WHAT NEEDS TO BE DONE
Substitute "Label" for every "Query" in the stretch from the start of the records through the line that contains "[165,321,184,412]", with both ends included, and give back only that stretch with everything else unchanged. Leave the pictures out of your answer.

RECORDS PROVIDED
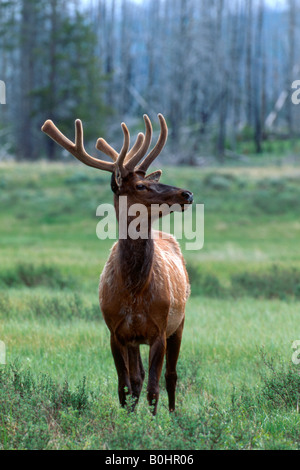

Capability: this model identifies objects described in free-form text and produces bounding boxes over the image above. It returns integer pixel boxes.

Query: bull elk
[42,114,193,414]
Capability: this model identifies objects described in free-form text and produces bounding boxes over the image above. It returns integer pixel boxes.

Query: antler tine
[116,122,130,176]
[124,132,145,164]
[96,137,119,162]
[137,114,168,173]
[126,114,152,171]
[42,119,114,173]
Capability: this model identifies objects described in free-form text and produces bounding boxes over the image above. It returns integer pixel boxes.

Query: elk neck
[115,196,154,294]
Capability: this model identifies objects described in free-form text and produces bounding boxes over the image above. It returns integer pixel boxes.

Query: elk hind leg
[165,320,184,412]
[128,346,145,411]
[110,335,131,407]
[147,335,166,415]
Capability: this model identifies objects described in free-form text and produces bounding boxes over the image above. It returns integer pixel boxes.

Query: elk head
[42,114,193,223]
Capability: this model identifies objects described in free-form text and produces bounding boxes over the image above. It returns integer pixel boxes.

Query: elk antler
[42,119,114,173]
[42,114,168,177]
[136,114,168,173]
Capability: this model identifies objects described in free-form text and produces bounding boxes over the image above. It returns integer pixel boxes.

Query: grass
[0,163,300,450]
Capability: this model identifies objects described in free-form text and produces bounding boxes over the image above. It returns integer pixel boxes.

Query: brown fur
[42,114,193,414]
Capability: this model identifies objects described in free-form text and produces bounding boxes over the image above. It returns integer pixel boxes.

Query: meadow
[0,159,300,450]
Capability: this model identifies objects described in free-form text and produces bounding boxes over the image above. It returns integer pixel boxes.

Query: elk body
[42,115,193,414]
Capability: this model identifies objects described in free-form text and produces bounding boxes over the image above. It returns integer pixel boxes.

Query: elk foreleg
[110,334,132,407]
[147,335,166,415]
[165,321,184,412]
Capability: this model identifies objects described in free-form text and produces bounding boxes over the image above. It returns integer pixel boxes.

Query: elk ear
[145,170,162,183]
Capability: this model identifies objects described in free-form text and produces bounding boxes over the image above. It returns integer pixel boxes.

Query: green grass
[0,163,300,449]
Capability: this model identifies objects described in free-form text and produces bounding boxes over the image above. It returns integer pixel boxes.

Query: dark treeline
[0,0,300,164]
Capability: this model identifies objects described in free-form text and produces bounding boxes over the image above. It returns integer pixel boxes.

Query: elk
[42,114,193,415]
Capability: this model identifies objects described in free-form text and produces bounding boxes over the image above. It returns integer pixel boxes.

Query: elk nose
[181,191,194,203]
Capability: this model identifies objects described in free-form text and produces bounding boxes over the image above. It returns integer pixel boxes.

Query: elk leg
[147,336,166,415]
[110,335,131,407]
[128,346,145,411]
[165,320,184,412]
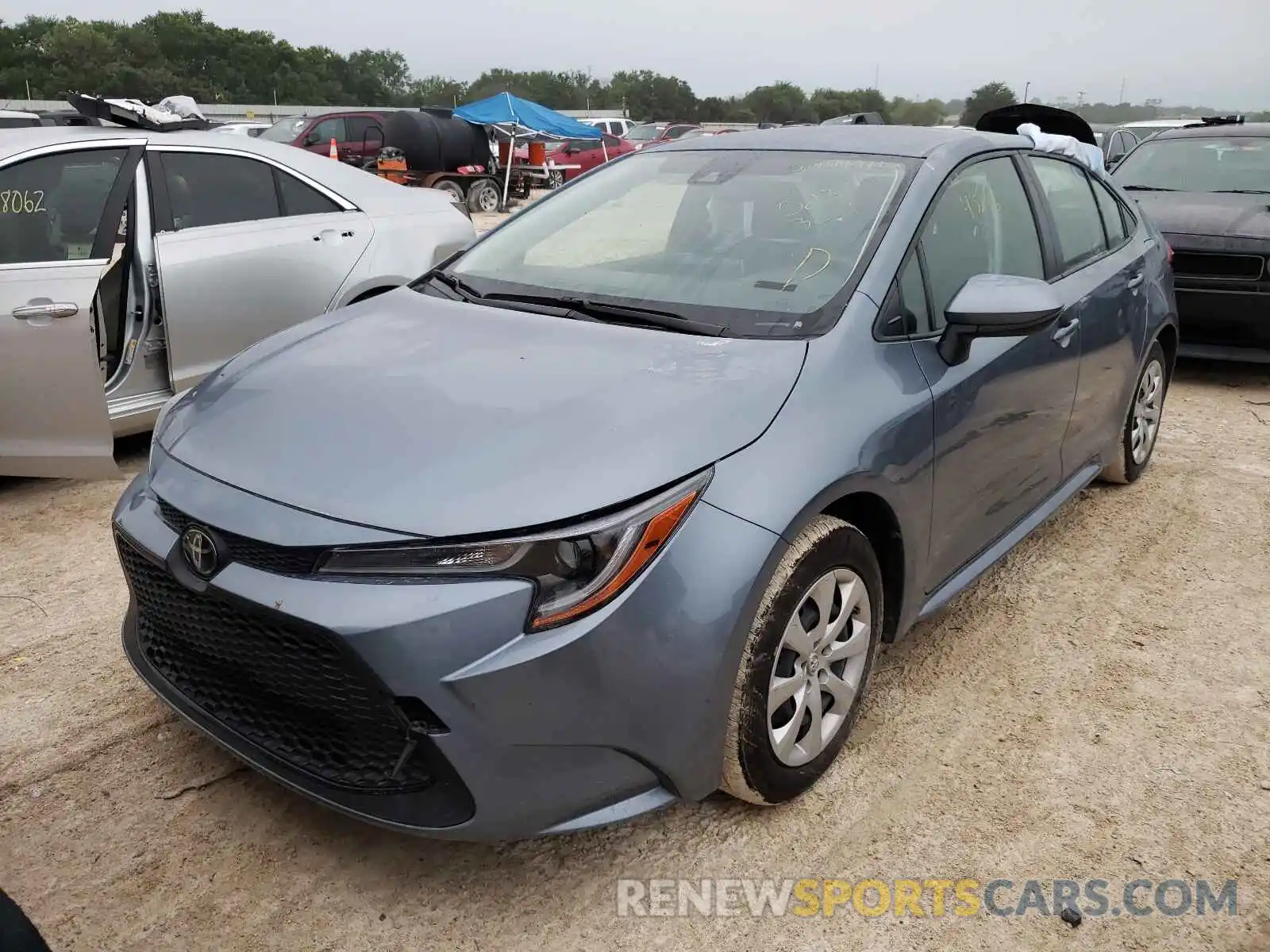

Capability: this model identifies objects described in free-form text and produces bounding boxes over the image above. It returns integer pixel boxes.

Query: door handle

CORRECT RESPONSE
Capability: this model identifies objects described in free-form text and produces bounding boxes over the image above. It returns integer pixel boxes.

Label: bull elk
[42,114,193,414]
Capability: this model identifies objects described in free-form text and produces bounding boxes over the image above. It returns integer pixel boxes.

Label: antler tine
[116,122,130,176]
[124,132,145,164]
[96,137,119,162]
[137,114,168,173]
[126,114,152,171]
[42,119,114,173]
Capability: this model identifies objects described in free-form text and produces bounding boxes over the image above. It returns integer pixel boxes.

Label: elk neck
[115,196,154,294]
Capability: this model identifies objects described in free-form text and produces bounding boxes over the image above. It returns integer pixel boxes.

Label: elk hind leg
[165,320,184,412]
[128,346,145,411]
[110,335,131,407]
[147,335,166,415]
Capability: this model identifies objects described in free-form text and produces bounding boxes over the image above. It returns integer pixel boxes.

Label: elk head
[42,114,193,223]
Capability: this model identifies objects described in free-form text and produces bounding boxes over the image above. It returns integer pixel boxes.

Label: elk antler
[42,119,114,173]
[42,114,168,177]
[136,114,168,173]
Capability: this model identifies objects described in free-form text and produces bounding boxes over the image above. It returns integer pixel boxes.

Label: grass
[0,163,300,450]
Capability: this model identifies objects described in free-form text and produces bounding boxes over the image above. It returns integer pixel boxes.

Label: brown fur
[42,114,193,414]
Capability: this model identifies objects described in free-form text and produces bounding boxes over the image above. It returns integer pixel boxes.

Label: meadow
[0,159,300,450]
Capability: this model identifies objects described in free-form text and produces bounding boxes over the image above. It returns integer pixel boxes.

Label: elk body
[42,115,193,414]
Capability: this model identifies objects described in free-form text and produces bounding boxes over the image above. It returns integer pixel boxes.

Label: elk foreleg
[110,334,132,407]
[147,335,166,415]
[165,321,184,412]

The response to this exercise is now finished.